- [Task to complete] Gather every line in the entries below that contains the word "calm". Case counts, so match capital and lowercase letters precisely.

- [Provided records]
§
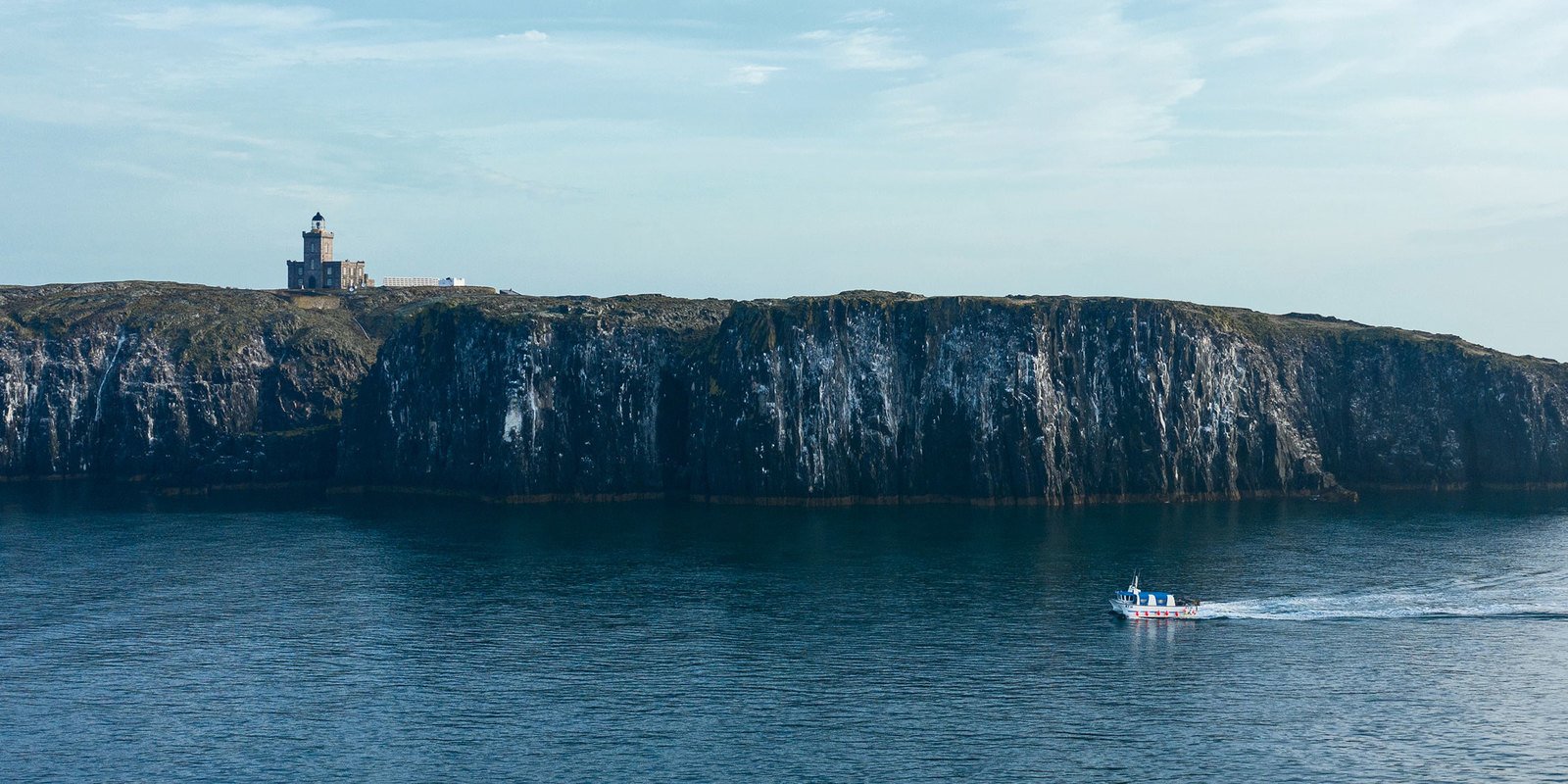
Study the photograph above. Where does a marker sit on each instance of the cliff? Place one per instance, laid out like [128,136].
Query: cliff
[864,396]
§
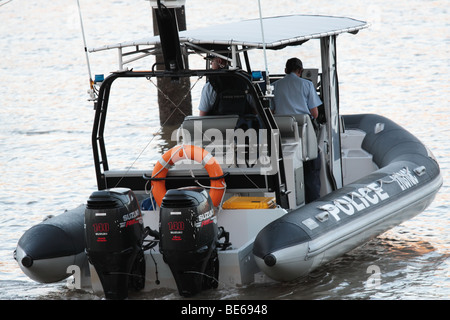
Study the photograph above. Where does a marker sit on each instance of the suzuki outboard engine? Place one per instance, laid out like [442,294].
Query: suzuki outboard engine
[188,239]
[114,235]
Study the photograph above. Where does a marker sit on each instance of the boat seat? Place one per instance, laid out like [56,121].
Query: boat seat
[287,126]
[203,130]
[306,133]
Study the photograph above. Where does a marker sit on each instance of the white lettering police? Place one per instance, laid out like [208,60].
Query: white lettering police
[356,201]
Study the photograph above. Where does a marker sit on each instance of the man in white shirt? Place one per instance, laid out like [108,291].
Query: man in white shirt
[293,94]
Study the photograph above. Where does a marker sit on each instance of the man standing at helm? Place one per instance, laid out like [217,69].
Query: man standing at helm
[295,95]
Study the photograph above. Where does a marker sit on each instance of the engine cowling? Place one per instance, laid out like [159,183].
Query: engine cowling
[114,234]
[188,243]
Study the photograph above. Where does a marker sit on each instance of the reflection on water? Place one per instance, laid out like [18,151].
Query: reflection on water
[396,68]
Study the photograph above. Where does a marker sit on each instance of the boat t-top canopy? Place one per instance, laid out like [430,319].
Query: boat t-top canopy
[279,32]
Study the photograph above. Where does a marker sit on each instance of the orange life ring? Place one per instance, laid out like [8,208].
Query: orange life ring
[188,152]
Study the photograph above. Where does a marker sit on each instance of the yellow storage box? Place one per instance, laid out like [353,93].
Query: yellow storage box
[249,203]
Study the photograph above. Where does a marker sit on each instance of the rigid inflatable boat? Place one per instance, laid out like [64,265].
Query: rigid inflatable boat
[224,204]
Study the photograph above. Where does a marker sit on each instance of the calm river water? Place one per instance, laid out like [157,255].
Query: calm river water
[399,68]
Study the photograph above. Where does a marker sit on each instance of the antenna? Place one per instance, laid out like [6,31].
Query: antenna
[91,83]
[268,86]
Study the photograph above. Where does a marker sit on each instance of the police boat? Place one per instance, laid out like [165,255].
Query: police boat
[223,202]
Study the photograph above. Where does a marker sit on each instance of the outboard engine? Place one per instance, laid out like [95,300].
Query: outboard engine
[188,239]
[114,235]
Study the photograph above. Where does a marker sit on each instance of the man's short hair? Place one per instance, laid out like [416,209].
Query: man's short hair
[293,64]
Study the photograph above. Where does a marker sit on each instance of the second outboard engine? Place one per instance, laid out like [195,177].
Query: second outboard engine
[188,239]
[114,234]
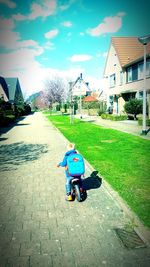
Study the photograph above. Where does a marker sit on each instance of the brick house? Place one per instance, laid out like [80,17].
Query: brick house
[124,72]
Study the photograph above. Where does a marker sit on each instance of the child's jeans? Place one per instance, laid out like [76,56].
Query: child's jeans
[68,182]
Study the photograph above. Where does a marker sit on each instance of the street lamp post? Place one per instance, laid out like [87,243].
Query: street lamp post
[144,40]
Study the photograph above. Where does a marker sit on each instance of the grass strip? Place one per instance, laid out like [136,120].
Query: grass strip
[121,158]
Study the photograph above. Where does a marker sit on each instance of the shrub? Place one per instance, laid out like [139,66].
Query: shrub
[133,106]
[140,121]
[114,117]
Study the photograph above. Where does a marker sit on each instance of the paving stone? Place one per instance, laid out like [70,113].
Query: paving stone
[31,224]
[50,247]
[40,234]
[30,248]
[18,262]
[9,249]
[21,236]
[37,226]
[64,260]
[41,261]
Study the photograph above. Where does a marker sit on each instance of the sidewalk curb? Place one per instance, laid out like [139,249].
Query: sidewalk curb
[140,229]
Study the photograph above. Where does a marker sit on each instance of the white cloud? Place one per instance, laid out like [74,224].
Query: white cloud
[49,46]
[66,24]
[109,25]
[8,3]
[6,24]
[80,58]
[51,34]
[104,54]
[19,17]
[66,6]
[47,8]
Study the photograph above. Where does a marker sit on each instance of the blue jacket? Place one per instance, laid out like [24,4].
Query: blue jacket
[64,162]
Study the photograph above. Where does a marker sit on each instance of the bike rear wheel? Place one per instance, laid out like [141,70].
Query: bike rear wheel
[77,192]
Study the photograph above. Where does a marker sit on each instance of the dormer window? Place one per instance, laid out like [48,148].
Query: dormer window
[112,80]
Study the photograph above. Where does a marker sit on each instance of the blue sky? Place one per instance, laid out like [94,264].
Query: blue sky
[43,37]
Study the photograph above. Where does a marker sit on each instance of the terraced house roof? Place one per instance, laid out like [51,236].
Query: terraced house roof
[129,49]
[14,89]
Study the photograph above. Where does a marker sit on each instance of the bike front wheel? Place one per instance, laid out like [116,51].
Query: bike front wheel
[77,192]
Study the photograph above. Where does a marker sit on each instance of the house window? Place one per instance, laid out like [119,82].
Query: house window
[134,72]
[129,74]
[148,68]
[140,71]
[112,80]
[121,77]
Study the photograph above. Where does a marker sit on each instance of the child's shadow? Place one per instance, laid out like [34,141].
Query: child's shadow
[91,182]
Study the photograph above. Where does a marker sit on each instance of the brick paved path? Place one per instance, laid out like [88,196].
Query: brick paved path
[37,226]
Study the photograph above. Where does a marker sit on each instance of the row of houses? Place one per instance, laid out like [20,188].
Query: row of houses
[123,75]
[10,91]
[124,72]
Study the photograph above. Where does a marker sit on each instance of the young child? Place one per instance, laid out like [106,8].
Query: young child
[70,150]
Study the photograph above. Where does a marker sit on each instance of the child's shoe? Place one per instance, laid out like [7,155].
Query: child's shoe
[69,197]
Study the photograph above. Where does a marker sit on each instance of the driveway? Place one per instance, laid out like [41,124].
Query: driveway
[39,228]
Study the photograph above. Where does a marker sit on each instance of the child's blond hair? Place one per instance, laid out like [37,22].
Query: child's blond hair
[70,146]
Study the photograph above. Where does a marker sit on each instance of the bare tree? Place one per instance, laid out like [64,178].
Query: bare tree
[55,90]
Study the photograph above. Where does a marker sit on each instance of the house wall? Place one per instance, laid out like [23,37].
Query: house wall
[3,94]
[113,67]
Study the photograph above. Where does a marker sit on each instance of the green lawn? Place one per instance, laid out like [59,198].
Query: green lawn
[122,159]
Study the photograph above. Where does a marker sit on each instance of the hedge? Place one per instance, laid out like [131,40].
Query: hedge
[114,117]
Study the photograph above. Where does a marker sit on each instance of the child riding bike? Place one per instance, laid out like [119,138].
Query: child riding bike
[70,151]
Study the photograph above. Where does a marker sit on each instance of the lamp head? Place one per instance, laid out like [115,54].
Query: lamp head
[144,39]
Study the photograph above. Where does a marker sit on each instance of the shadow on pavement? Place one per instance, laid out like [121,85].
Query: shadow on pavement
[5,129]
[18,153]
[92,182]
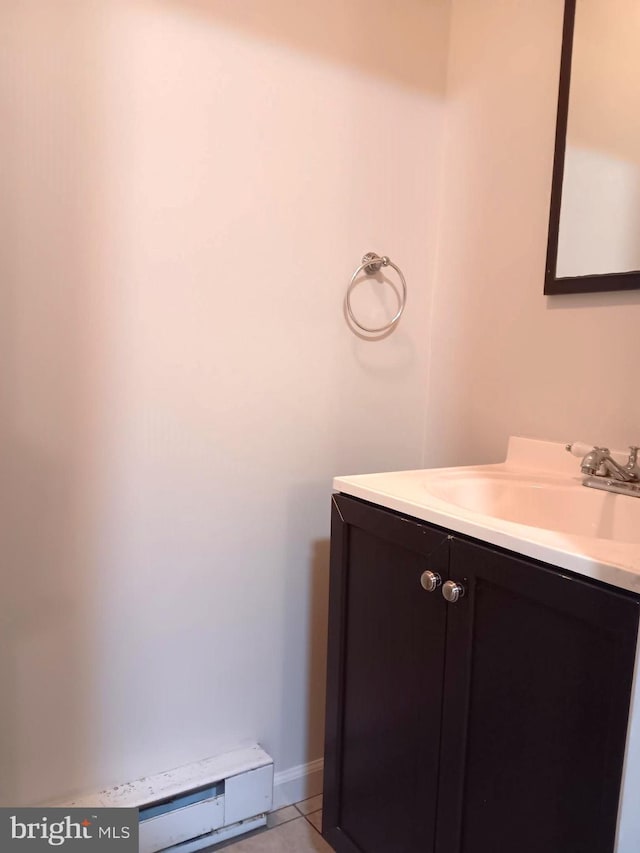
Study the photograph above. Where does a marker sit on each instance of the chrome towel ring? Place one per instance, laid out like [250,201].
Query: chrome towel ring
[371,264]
§
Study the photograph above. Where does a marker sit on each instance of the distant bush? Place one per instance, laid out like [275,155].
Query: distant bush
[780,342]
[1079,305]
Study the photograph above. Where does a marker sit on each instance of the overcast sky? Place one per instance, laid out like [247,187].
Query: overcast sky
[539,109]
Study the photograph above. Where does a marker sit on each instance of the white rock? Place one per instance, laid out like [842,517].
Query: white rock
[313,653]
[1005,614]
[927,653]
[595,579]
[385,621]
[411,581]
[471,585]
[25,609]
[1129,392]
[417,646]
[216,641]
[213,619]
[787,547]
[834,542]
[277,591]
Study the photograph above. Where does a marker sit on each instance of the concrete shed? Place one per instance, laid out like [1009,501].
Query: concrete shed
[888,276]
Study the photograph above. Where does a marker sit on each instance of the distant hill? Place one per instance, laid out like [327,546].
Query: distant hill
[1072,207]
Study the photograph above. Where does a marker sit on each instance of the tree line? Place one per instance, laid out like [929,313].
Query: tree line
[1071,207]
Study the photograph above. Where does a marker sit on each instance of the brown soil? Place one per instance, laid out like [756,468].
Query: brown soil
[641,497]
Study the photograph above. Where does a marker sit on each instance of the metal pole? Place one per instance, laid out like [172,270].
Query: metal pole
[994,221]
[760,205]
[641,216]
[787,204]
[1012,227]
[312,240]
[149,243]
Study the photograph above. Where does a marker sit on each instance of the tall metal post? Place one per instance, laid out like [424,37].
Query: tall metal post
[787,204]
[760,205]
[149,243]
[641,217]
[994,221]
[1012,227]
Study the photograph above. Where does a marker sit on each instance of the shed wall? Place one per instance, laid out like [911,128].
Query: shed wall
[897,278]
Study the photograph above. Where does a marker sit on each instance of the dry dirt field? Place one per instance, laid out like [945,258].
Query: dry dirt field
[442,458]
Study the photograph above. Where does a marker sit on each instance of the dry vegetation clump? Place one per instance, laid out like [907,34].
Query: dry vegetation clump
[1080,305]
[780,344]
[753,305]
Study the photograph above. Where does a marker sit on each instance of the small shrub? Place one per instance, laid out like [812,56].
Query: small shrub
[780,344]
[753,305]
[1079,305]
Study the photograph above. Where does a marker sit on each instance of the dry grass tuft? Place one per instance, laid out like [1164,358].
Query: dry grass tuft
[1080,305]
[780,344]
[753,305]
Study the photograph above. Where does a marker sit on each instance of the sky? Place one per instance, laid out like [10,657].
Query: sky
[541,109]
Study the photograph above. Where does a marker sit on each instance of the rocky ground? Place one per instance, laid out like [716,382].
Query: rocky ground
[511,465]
§
- [Task answer]
Study the photograph above. Where does a marker sit on each instance of the calm river water? Place one per instance, laid out like [157,255].
Query: calm river water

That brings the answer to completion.